Provided records ->
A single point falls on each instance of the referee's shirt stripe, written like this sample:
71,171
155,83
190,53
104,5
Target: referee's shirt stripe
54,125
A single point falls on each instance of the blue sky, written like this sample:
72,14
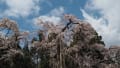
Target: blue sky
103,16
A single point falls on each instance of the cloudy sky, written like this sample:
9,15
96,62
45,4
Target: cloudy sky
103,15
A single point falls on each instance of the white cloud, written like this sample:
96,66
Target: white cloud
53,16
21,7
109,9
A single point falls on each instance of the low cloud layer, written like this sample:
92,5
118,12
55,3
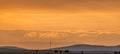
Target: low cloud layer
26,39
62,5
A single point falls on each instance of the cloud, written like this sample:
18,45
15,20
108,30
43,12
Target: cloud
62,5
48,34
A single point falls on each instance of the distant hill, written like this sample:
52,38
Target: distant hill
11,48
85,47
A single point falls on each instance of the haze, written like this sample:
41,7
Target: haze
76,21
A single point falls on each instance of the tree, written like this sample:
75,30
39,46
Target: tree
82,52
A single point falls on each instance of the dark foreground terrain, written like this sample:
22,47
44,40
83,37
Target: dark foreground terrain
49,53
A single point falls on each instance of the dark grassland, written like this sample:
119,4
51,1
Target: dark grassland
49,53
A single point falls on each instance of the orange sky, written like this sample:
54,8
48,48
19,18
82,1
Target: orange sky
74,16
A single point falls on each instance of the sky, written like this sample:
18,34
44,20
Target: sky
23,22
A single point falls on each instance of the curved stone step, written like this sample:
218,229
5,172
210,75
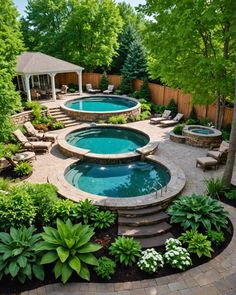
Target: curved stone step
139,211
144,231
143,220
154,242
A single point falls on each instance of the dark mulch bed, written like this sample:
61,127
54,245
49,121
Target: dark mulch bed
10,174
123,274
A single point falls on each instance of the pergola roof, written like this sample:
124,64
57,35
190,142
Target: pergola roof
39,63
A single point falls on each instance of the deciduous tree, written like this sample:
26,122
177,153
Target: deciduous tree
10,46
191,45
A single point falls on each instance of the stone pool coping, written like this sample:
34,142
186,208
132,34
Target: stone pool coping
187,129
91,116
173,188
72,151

What you need to do -> Line by line and exactly, reproduce the span from the line with "Target: haze" through the end of the data above, both ends included, with pictures left out.

Task result ->
Target: haze
76,21
A single point falls on each instance of the tree, written like this sample:
75,30
39,46
Target: tree
82,52
A single point falls on each instance of the dark foreground terrain, written like this sample:
22,47
44,40
83,37
Target: dark foreground terrain
49,53
A single point falls on each instance of the dark grassland, written like this sample:
119,4
51,1
Target: dark grassland
49,53
A single point falls on each instance of the orange sky, written like this sample:
54,8
48,48
19,18
82,1
Target: orange sky
74,16
A single point falls on each instance of the sky, written like this sample:
18,34
44,20
Target: sky
23,22
A single point falls on each instance of the curved stone step, written like this sample:
218,229
5,172
210,75
Target: curved stone step
139,211
144,231
143,220
154,242
A single point falls on each instance of the dark mulch bed, written like this sample:
61,127
54,245
49,121
Target: dark mulch bed
10,174
123,274
A single point falls on each instance of the pergola roof, written like this sample:
124,64
57,35
190,142
Target: pergola roof
39,63
A single point falls on each instance of the deciduous tree, written like this sample:
26,122
177,153
Target: deciduous tree
10,46
191,45
A single point falls on each instance of the stone pool coping, written like this sample:
34,142
186,208
132,34
Target: stone pool coping
187,129
91,116
173,188
72,151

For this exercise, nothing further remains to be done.